[START DATA SHOWN]
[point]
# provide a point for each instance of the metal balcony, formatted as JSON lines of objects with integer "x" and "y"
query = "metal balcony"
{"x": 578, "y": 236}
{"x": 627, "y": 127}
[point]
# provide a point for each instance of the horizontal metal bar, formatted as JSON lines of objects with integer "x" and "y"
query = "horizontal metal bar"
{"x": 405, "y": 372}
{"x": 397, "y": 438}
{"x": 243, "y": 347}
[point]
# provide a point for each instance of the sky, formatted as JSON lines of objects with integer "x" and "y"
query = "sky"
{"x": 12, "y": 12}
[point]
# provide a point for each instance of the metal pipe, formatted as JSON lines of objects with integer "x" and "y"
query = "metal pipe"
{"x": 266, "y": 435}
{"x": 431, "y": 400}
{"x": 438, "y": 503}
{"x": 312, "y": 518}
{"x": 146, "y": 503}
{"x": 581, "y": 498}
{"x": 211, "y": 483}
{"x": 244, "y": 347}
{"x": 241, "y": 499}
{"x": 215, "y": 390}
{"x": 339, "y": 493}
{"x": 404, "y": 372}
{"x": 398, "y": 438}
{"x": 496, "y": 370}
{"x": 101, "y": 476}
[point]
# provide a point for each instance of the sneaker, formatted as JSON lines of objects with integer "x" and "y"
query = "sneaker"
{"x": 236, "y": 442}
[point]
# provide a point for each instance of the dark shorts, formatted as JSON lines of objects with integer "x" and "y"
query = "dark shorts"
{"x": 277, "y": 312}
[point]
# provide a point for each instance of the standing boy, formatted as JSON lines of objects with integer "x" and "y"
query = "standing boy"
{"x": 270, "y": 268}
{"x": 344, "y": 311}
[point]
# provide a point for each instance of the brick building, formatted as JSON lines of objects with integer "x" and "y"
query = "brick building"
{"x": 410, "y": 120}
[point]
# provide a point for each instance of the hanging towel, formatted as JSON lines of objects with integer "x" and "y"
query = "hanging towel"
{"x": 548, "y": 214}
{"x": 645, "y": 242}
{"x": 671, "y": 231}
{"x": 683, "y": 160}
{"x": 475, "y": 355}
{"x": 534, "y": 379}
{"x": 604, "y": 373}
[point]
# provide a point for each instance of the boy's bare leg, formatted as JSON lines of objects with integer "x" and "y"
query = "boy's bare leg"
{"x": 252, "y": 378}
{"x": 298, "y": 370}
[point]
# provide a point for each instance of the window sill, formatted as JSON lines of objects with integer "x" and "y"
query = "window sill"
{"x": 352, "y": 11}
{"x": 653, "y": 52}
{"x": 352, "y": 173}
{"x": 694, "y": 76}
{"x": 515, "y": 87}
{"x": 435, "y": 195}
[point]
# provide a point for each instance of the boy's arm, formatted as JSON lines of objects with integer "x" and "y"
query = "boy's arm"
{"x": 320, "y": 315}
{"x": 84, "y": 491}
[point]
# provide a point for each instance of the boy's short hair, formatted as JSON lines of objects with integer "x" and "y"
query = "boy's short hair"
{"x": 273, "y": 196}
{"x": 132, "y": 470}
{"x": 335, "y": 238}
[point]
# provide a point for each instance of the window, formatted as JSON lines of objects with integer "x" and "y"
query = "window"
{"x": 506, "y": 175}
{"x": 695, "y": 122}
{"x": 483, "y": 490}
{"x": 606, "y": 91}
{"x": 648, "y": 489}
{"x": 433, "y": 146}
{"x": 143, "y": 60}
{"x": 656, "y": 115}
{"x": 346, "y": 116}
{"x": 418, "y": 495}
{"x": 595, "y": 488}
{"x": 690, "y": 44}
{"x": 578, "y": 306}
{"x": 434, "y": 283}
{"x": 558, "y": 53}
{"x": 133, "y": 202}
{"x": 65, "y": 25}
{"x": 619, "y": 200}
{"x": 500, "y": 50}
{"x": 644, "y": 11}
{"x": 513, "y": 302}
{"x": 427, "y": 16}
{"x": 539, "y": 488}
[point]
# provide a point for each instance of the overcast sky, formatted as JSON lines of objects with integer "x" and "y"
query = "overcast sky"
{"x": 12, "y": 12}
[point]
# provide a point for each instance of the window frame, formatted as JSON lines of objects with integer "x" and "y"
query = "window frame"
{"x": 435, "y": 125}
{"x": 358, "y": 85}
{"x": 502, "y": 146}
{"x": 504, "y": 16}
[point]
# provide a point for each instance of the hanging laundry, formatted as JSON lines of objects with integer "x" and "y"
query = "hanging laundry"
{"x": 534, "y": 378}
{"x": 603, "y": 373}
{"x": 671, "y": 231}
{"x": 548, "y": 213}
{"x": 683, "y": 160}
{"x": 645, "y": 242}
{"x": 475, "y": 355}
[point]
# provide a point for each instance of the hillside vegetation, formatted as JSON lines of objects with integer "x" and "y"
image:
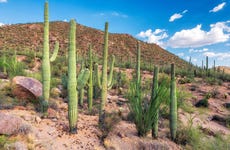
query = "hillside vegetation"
{"x": 123, "y": 46}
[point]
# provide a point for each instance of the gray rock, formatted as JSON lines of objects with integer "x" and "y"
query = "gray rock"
{"x": 10, "y": 124}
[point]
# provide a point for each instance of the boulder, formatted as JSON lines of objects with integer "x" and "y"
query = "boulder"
{"x": 26, "y": 87}
{"x": 10, "y": 124}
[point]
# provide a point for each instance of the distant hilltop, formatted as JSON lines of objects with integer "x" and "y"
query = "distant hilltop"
[END DATA SHOWN]
**YOUR OBJECTIVE**
Your copy should repeat each entry above exactly but contain no pictures.

**FULL SOLUTION**
[point]
# provide a point for each instance of the metal balcony, formatted as JSON lines of objects with integer "x" and "y"
query = "metal balcony"
{"x": 578, "y": 236}
{"x": 627, "y": 127}
[point]
# provide a point for each instance of the horizontal metal bar, formatted as JSON lines of objects with integer "x" and "y"
query = "horizontal metal bar"
{"x": 405, "y": 372}
{"x": 397, "y": 438}
{"x": 243, "y": 347}
[point]
# provide a point for each instance of the sky, formatted as JSON lines of objects with integer "x" and "y"
query = "sky"
{"x": 12, "y": 12}
[point]
# provide a point for each instance of the metal pipe, formatted as JSON lines of objects with integer "x" and "y"
query = "metal pipe"
{"x": 266, "y": 435}
{"x": 431, "y": 400}
{"x": 438, "y": 503}
{"x": 312, "y": 518}
{"x": 146, "y": 503}
{"x": 581, "y": 498}
{"x": 211, "y": 483}
{"x": 244, "y": 347}
{"x": 241, "y": 499}
{"x": 215, "y": 390}
{"x": 339, "y": 493}
{"x": 404, "y": 372}
{"x": 398, "y": 438}
{"x": 496, "y": 370}
{"x": 101, "y": 476}
[point]
# provide a point for each instance of the sneaker, formatted as JSON lines of objects with integer "x" and "y"
query = "sneaker"
{"x": 236, "y": 442}
[point]
# provide a point for each instance of the dark shorts, formatted as JSON lines of objects with integer "x" and "y"
query = "dark shorts"
{"x": 277, "y": 312}
[point]
# provide a point for each instance of the standing boy, formatted as JSON lines of objects with integer "x" and "y"
query = "standing boy"
{"x": 270, "y": 268}
{"x": 344, "y": 311}
[point]
# provide a point for each instance of the brick building, formatted as JSON lines of objects with integer "x" and "y"
query = "brick building"
{"x": 410, "y": 120}
[point]
# provide a point for each instance of the hanging towel, formatted as JSON lines of objects with integer "x" and "y"
query = "hanging towel"
{"x": 548, "y": 214}
{"x": 645, "y": 242}
{"x": 671, "y": 231}
{"x": 683, "y": 160}
{"x": 475, "y": 355}
{"x": 534, "y": 379}
{"x": 604, "y": 373}
[point]
# provide a point for each instance of the boy's bare leg, formatted as JSON lines of objects with integer "x" and "y"
query = "boy's bare leg"
{"x": 252, "y": 378}
{"x": 298, "y": 370}
[point]
# provide a point for each instance of the window sill, formatted as JSON lines of objects with integer "x" and "y"
query = "window sill"
{"x": 352, "y": 11}
{"x": 653, "y": 52}
{"x": 352, "y": 173}
{"x": 694, "y": 76}
{"x": 515, "y": 87}
{"x": 435, "y": 195}
[point]
# provide a point for each instance of the boy's arm, formatted as JSON lines of objects with integer "x" and "y"
query = "boy's arm"
{"x": 320, "y": 315}
{"x": 84, "y": 491}
[point]
# provide a point for each instance of the boy's short hair, formatted as JSON lines of objects with integer "x" and "y"
query = "boy's short hair"
{"x": 273, "y": 196}
{"x": 132, "y": 470}
{"x": 335, "y": 238}
[point]
# provide a point for each instance of the window, formatted as JSON lines of objects with integer "x" and "y"
query = "window"
{"x": 506, "y": 175}
{"x": 695, "y": 122}
{"x": 483, "y": 490}
{"x": 606, "y": 91}
{"x": 648, "y": 489}
{"x": 433, "y": 146}
{"x": 143, "y": 60}
{"x": 656, "y": 115}
{"x": 346, "y": 116}
{"x": 418, "y": 495}
{"x": 595, "y": 488}
{"x": 690, "y": 44}
{"x": 578, "y": 306}
{"x": 434, "y": 283}
{"x": 558, "y": 53}
{"x": 133, "y": 202}
{"x": 65, "y": 25}
{"x": 619, "y": 200}
{"x": 500, "y": 50}
{"x": 644, "y": 11}
{"x": 513, "y": 302}
{"x": 427, "y": 16}
{"x": 539, "y": 488}
[point]
# provide a point for each instance of the overcast sky, formatted as JSON lines of objects with integer "x" and "y"
query = "overcast sky"
{"x": 12, "y": 12}
[point]
# provide a point for each instance of the window frame, formatted as JSON lines of objects with integer "x" and "y"
query = "window frame"
{"x": 435, "y": 125}
{"x": 358, "y": 85}
{"x": 502, "y": 146}
{"x": 504, "y": 16}
[point]
# provide a point for each instance of the hanging laundry, formatted as JSON lines of objects with integer "x" and "y"
query = "hanging laundry"
{"x": 534, "y": 378}
{"x": 603, "y": 373}
{"x": 671, "y": 231}
{"x": 548, "y": 213}
{"x": 683, "y": 160}
{"x": 645, "y": 242}
{"x": 475, "y": 355}
[point]
# provide a point for each instance of the hillside vegetation, formatted as JSON lines of objects with integer "x" and "y"
image:
query = "hillside vegetation"
{"x": 123, "y": 46}
[point]
# provide a point for each instance of the gray rock, formatted as JSON lines of objects with integer "x" and "y"
query = "gray rock"
{"x": 10, "y": 124}
[point]
# provide a point for each instance of the boulder, formatted as JSON lines of objects with integer "x" and "y"
query = "boulder"
{"x": 26, "y": 87}
{"x": 10, "y": 124}
[point]
# provide a point for each instance of the distant hilltop, formatted as JSON lines of objects with integer "x" and "y"
query = "distant hilltop"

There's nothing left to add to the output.